Le Conseil supérieur de l’audiovisuel, première autorité de régulation à être intervenue pour réglementer la télé-réalité, a édicté trois idées-forces qui structurent ce genre :
- Enfermer dans un lieu clos des personnes ne se connaissant pas auparavant.
- Les observer et les enregistrer en permanence par le biais de caméras et micros.
- Les soumettre à un processus d’élimination progressive.
La Télé réalité se décline en différents types d’émissions :
1- Les émissions où des candidats sont isolés du reste du monde, éliminés un par un à la suite d’une perte d’épreuve, de la désignation d’un autre candidat, ou par vote d’un téléspectateur. Selon la Société Endemol, quatre éléments reposent sur cette catégorie. Premièrement, les candidats doivent évoluer dans un environnement où ils se confrontent. Deuxièmement, les candidats sont éliminés par les téléspectateurs, ce qui permet de les fidéliser. Troisièmement, les organisateurs du jeu édictent des tâches. Quatrièmement, application d’un système de confessionnal où les candidats se confient (exemples : Loft Story, Nice People).
2- Les émissions où des candidats chanteurs sont en compétition pour gagner l’enregistrement d’un album (exemple : la Star Academy).
3- Les émissions où des candidats évoluent dans un environnement qui leur était inconnu auparavant (exemples : Koh-Lanta, la ferme des célébrités, première compagnie).
4- Les émissions où des candidats doivent prouver leur amour, trouver l’âme sœur, charmer.( opération séduction, l’île de la tentation, the Bachelor).
Il ressort de l’ensemble de ces éléments, que ce genre de programmes, en entrant dans le paysage audiovisuel français, a entraîné des problématiques juridiques nullement envisagées antérieurement. Parmi elles la validité et la qualification du contrat des participants. Ils sont officiellement considérés comme des joueurs du fait d’être liés à une société de production par un contrat de participation accompagné d’un règlement de jeu. Cependant, au sens de la législation française et par consécration jurisprudentielle leur convention est un contrat de travail ce qui leur attribue le statut de salarié.
Un contrat de participation « nul et non avenu »
Une contractualisation des droits de la personnalité nulle
L’article 1108 du Code civil édicte que « quatre conditions sont essentielles pour la validité d’une convention : le consentement de la partie qui s’oblige ; la capacité de contracter ; un objet certain qui forme la matière de l’engagement ; une cause licite dans l’obligation». =
Un consentement et une capacité réelle de contracter
La personne qui s’oblige doit être capable, libre de son choix et éclairée . Il ne plane pas de doute sur le fait que les participants autorisent la société de production à exploiter leurs traits et de leur intimité sans limites. La société de production diffusant Loft story avait stipulé « que les intéressés sont majeurs et doté d’un consentement éclairé ». On peut légitimement juger que toutes les sociétés de production on les mêmes exigences, et par conséquent que tous les postulants ont la majorité et la pleine capacité pour contracter. Par contre, un bémol est présent en ce qui relève du consentement libre sans contrainte. En effet, on peur émettre l’hypothèse selon laquelle il existe une « violence économique » sur l’accord.

- _Données fournies_:

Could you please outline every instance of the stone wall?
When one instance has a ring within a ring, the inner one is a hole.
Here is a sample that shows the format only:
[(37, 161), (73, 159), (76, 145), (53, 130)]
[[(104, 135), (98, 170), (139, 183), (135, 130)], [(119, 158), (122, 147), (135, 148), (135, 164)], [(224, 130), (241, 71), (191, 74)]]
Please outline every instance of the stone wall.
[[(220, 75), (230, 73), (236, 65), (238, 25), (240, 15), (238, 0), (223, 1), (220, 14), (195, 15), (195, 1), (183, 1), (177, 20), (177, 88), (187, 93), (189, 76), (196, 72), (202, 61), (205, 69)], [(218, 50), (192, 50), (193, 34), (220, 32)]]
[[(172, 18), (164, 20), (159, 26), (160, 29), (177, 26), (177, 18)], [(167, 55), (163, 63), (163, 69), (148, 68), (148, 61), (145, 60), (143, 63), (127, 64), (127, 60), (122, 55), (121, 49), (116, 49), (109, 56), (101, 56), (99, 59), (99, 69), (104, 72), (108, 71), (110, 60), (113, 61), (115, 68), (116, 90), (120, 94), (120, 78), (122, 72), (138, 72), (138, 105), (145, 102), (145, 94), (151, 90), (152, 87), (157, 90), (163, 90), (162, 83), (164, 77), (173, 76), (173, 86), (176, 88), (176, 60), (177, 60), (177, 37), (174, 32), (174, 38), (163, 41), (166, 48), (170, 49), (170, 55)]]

* * *

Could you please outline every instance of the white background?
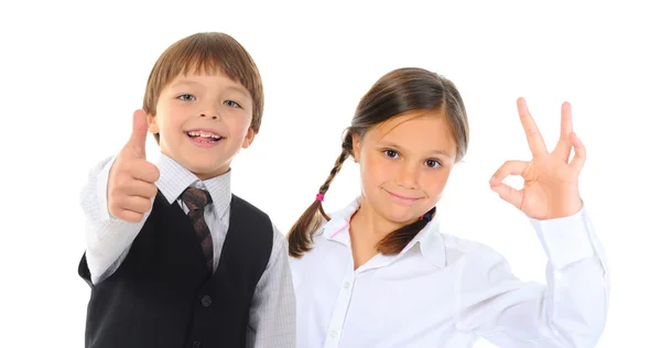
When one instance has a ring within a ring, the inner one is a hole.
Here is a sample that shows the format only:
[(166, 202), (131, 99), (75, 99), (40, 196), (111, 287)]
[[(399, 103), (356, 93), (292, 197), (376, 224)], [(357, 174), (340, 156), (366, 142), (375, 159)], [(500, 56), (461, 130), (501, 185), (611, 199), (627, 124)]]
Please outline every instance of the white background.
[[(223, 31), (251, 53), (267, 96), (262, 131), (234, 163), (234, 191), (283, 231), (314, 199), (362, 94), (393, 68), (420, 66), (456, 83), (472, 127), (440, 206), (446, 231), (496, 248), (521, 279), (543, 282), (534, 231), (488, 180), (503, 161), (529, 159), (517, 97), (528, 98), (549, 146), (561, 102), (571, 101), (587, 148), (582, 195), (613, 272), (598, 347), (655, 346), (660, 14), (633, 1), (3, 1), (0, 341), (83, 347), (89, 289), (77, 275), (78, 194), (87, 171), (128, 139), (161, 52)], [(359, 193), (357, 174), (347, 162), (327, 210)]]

...

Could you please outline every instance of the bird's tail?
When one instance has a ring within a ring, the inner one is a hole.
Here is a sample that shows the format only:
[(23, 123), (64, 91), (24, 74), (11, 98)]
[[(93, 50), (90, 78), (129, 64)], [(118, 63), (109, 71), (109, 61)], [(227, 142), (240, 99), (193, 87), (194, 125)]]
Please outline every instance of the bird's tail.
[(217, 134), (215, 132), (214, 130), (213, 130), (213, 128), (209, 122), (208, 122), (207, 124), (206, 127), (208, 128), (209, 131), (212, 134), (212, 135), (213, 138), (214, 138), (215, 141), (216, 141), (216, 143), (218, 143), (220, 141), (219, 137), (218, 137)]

- _Détails de l'exercice_: Pouvez-vous reprendre le texte sur le statut juridique des participants à la télé-réalité et le poursuivre après sa dernière phrase ?

- _Réponse attendue_:
Une portée illicite de la volonté
Quand deux parties contractent, il est essentiel que l’objet du contrat soit existant, déterminé et licite.
Dans le contexte du genre téléréalité, l’objet du contrat consiste en la cession des droits de la personnalité. Les parties ont conscience à ce à quoi elles s’engagent. Pour ainsi dire, en l’espèce, les candidats savent qu’ils renoncent à leurs droits de la personnalité en contrepartie d’un gain. Cette dernière supposition reste discutable dans la mesure où parfois l’engagement des candidats est tellement étendu qu’ils n’ont pas réellement en perspective ce à quoi ils consentent. Cela fut le cas dans l’émission loft story, considérant que le «participant donne son autorisation pour la diffusion, la rediffusion, multidiffusion, sur tout le réseau et toute publication, reproduction ou représentation sur tout support possible de ses enregistrements ou de son journal. ».Dans ce cas l’objet du contrat peut être qualifié d’indéterminé.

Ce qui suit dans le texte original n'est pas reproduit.